- _Task item_
Exactly the lines from the one that holds "Query: dry grass field" to the end of the data below: retype these and nothing else.

- _Source material_

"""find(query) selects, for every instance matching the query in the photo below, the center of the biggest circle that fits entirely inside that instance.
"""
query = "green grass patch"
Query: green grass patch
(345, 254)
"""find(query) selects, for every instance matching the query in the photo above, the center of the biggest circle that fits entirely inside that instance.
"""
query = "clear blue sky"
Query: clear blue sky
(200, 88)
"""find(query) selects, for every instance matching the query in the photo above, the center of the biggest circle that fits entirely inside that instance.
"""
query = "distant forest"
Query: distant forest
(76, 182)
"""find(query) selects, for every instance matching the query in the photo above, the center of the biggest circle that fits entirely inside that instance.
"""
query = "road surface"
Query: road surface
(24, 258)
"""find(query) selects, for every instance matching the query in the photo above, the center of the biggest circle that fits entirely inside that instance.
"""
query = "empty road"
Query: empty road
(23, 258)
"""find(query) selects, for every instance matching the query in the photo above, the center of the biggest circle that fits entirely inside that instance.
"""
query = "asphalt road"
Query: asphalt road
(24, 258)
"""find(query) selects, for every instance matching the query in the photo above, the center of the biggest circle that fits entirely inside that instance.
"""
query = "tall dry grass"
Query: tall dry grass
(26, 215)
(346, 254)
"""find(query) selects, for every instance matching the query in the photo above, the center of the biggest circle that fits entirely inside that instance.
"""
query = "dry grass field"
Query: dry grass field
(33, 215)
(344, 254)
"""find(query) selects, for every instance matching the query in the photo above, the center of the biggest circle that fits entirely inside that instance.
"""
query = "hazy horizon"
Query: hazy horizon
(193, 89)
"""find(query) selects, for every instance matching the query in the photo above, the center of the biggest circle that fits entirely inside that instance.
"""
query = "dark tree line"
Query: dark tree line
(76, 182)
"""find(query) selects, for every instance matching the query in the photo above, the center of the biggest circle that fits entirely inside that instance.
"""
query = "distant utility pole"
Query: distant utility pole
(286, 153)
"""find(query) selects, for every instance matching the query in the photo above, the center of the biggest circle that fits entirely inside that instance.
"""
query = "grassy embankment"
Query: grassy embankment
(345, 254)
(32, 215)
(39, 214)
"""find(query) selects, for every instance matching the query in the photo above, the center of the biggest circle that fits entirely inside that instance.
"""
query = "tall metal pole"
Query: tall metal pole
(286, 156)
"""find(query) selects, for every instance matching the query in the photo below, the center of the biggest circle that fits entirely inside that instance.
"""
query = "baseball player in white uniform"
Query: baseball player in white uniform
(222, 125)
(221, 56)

- _Solved problem_
Query: dry grass field
(33, 215)
(344, 254)
"""find(query) selects, for every instance matching the query in the photo above, the center of the biggest circle that fits entirely inside that instance.
"""
query = "hazy horizon"
Query: hazy horizon
(193, 89)
"""find(query) selects, for every instance matching the query in the photo above, the center of the biggest circle that fits entirely inside that instance.
"""
query = "dark tree line"
Query: dark tree line
(76, 182)
"""find(query) selects, for every instance matching the query in the photo above, the center of the biggest circle that fits entirely inside that instance.
"""
query = "distant utility pole"
Query: distant utility pole
(286, 153)
"""find(query) selects, for every instance matching the query in the photo above, the center of the biggest circle that fits entirely inside that instance.
"""
query = "grassy embankment"
Query: grassy embankment
(345, 254)
(32, 215)
(39, 214)
"""find(query) selects, for every instance matching the query in the photo above, the center of the biggest circle that fits entirely inside that instance.
"""
query = "tall metal pole"
Query: tall metal pole
(286, 156)
"""find(query) selects, for every instance matching the query in the photo below, the center of the biggest circle that fits entirely inside that instance.
"""
query = "baseball player in white uniform"
Query: baseball player in white uniform
(222, 125)
(221, 56)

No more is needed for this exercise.